◆ ACTIVITY ◆
Please print only the top portion of the entries below, ending with the line that contains "Task: tag the bird neck", exactly as written.

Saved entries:
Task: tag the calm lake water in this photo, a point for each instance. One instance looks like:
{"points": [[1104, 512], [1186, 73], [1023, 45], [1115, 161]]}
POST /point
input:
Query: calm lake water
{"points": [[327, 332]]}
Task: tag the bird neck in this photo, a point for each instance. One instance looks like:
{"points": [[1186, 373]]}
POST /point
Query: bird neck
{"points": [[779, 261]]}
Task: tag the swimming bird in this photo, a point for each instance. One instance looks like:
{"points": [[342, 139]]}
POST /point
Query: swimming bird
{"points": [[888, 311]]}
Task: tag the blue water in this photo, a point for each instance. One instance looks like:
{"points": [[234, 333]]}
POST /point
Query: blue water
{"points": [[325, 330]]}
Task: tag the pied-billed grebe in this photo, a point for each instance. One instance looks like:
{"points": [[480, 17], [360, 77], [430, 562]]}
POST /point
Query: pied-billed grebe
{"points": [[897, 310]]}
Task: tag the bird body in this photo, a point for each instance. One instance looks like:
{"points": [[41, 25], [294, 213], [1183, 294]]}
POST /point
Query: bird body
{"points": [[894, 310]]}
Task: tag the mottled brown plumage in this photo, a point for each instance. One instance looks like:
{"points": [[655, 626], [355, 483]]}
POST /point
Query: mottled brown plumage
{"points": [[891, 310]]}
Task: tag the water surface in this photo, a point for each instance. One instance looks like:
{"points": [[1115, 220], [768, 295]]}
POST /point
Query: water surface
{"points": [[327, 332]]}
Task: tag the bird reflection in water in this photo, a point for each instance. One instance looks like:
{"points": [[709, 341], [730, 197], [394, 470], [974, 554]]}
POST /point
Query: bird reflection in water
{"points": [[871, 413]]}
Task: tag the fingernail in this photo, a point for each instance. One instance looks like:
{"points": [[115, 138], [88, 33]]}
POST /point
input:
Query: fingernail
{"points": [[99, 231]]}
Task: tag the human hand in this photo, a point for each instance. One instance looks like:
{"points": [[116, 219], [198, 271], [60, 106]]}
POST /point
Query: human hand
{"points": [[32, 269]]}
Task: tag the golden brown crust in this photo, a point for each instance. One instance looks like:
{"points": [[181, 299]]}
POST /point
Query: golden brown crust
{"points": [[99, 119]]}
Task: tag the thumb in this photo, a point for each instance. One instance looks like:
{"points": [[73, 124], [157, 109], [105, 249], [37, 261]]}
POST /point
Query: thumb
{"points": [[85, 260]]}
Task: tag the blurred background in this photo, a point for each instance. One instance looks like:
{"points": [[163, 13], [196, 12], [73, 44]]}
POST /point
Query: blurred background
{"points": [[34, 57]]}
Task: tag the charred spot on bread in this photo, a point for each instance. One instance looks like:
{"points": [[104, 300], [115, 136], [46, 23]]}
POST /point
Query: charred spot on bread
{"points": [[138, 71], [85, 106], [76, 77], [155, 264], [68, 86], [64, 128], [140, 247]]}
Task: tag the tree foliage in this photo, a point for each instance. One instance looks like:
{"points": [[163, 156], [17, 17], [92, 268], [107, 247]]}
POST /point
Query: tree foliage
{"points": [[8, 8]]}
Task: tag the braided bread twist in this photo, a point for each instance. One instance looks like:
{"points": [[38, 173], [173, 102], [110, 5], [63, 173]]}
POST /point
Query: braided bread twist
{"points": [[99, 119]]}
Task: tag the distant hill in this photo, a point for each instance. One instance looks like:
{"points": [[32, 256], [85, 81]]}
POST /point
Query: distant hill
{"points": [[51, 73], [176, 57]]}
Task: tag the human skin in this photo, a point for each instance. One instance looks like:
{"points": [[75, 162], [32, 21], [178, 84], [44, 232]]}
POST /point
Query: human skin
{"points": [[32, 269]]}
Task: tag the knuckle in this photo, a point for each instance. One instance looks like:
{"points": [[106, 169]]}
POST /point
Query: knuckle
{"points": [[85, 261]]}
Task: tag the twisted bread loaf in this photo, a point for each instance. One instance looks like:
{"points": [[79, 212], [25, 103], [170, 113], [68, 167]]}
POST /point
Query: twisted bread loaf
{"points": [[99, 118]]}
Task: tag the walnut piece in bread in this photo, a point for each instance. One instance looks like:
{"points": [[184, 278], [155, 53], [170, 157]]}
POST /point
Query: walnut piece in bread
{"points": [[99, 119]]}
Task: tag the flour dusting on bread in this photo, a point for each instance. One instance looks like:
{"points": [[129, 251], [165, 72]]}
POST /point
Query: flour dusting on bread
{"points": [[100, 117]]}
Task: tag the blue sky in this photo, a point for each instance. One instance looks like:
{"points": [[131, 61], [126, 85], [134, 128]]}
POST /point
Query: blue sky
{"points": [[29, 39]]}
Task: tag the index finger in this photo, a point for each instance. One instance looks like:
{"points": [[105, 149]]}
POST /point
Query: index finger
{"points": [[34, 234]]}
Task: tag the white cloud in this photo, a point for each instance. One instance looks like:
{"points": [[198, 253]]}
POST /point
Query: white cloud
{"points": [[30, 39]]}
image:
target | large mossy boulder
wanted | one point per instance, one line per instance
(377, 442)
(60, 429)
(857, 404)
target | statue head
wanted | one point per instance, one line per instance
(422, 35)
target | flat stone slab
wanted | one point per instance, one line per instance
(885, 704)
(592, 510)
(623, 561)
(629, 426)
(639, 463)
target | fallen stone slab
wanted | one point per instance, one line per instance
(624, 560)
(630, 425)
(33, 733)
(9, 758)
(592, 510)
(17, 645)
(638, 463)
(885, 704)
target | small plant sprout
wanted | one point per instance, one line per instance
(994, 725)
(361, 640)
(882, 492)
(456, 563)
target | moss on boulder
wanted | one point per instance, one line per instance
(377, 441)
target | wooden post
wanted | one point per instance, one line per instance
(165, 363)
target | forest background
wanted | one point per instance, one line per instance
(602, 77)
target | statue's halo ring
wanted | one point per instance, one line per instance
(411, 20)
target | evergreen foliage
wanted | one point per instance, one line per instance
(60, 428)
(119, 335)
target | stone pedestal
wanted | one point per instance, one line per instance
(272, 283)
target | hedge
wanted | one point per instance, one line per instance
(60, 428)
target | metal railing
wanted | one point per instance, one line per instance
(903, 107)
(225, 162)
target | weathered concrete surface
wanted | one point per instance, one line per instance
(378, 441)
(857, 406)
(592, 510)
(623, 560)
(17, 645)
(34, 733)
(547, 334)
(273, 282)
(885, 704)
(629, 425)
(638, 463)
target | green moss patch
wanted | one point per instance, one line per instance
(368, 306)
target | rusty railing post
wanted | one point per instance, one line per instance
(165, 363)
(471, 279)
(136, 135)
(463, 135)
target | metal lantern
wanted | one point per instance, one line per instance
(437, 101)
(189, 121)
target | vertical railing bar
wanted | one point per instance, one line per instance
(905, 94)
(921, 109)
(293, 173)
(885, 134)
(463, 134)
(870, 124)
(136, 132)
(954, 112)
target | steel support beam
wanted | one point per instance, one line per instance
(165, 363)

◆ SOLVED PROBLEM ◆
Task: tag the calm lake water in this photo, a point for each instance. One instance looks like:
{"points": [[1104, 512], [1186, 73], [1023, 45], [1115, 161]]}
POST /point
input:
Query: calm lake water
{"points": [[327, 332]]}
Task: tag the bird neck in this photo, a point for each instance. One instance looks like:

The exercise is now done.